### Instructions to follow
From the data that follows, print exactly the lines starting at the one containing "mark: the innermost point of each instance of the coastal" and ending at the one containing "mark: the innermost point of each instance of the pink"; include both of them and nothing more.

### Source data
-.-.-

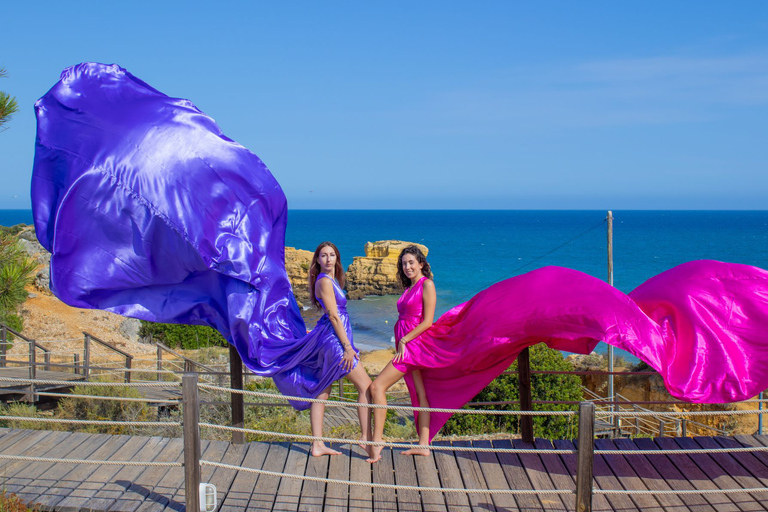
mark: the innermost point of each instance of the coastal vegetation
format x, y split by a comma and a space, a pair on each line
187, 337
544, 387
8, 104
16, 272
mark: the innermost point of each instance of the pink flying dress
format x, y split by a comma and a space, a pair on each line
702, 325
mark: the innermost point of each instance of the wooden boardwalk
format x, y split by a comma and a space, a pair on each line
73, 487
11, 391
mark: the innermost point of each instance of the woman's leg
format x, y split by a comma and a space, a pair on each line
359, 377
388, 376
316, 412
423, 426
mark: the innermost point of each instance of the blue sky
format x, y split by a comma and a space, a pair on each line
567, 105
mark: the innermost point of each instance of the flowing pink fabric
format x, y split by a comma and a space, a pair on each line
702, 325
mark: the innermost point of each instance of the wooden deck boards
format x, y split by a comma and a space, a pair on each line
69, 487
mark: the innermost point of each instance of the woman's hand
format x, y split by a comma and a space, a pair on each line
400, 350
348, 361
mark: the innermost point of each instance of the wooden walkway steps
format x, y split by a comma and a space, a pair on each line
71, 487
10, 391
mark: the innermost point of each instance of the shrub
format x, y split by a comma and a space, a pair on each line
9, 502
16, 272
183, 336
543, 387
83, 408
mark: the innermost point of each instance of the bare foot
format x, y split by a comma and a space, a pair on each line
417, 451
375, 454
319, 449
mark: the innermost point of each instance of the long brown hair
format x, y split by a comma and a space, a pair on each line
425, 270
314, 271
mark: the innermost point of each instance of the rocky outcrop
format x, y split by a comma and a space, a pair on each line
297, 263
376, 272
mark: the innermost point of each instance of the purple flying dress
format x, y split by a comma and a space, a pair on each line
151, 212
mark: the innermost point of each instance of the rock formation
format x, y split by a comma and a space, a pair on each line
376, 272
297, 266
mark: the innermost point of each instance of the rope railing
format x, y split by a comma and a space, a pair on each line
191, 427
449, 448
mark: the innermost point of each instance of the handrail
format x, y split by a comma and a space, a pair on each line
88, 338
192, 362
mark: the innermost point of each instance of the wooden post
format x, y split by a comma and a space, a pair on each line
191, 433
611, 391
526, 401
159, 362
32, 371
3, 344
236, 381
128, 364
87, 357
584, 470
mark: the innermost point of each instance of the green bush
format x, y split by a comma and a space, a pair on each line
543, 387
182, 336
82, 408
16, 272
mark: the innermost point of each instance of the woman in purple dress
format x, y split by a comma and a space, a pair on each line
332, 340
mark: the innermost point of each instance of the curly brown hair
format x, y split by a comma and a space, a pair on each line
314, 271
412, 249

-.-.-

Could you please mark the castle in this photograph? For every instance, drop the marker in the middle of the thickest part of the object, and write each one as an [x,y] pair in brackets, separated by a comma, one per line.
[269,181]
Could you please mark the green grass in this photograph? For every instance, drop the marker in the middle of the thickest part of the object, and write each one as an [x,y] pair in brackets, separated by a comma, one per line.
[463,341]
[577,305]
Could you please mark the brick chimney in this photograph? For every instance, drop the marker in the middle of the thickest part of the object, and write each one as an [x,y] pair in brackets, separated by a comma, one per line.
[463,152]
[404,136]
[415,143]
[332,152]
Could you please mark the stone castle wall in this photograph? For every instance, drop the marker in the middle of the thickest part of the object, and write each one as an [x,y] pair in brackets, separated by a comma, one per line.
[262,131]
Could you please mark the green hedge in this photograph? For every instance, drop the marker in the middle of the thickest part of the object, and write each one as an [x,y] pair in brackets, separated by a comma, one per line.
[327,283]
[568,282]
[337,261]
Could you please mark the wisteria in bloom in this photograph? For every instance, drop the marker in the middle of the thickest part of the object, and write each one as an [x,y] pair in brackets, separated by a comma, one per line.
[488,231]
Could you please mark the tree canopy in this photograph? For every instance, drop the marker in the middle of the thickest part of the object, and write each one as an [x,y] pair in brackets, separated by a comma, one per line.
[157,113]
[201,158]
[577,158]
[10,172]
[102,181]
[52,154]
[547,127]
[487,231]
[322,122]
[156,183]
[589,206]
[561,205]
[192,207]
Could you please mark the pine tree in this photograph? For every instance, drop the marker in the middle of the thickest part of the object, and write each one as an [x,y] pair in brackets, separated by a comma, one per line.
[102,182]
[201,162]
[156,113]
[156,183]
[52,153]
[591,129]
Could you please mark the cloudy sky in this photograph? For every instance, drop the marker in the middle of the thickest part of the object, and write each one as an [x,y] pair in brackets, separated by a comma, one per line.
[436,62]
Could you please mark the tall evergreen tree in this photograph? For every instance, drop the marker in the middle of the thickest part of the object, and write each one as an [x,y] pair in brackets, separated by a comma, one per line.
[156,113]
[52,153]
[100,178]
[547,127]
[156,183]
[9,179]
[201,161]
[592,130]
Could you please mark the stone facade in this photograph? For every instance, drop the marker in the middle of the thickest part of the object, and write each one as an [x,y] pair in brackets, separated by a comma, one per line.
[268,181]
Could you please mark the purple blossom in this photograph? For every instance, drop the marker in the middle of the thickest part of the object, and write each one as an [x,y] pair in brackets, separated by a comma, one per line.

-.-.-

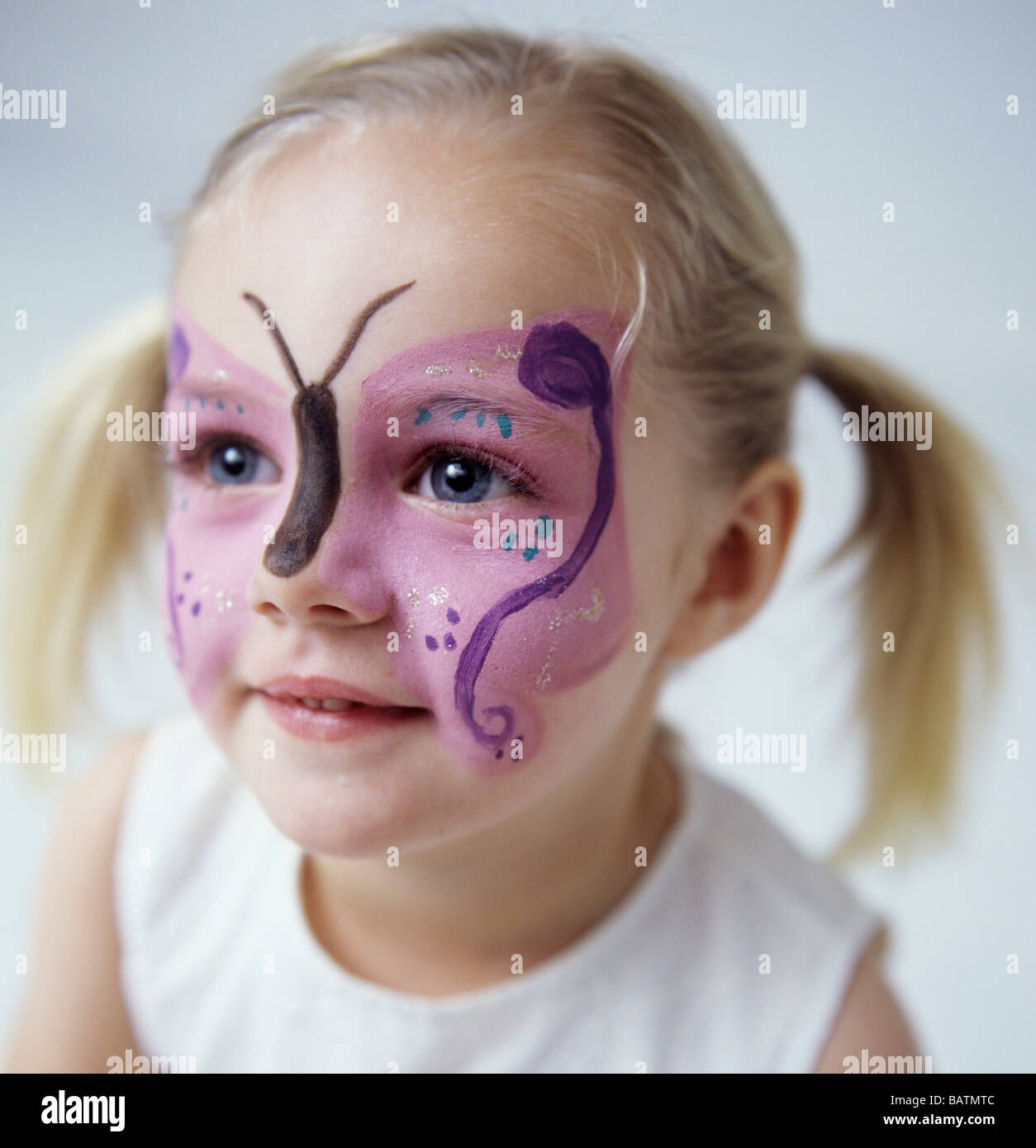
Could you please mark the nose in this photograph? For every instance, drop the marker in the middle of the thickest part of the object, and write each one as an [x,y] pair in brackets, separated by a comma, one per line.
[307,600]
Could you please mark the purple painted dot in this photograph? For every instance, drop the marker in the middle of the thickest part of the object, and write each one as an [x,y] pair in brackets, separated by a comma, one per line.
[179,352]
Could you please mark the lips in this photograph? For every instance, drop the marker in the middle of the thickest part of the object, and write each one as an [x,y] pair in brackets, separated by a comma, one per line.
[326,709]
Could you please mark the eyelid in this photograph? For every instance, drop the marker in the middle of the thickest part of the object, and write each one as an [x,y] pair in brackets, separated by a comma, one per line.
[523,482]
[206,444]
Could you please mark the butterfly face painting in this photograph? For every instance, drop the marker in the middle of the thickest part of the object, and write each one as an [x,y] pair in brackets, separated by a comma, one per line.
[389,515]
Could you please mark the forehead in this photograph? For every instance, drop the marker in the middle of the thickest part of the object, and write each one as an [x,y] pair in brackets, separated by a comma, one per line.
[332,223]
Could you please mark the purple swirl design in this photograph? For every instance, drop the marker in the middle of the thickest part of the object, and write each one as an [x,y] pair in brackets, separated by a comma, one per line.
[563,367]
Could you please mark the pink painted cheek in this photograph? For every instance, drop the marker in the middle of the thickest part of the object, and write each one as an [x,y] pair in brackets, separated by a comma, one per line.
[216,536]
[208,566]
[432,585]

-.-.-

### The answer
mark: the innermost point of each instance of the coastal vegetation
format x, y split by a comma and a space, a pair on each line
187, 337
544, 387
8, 104
16, 272
mark: the innermost point of each instance of the pink flying dress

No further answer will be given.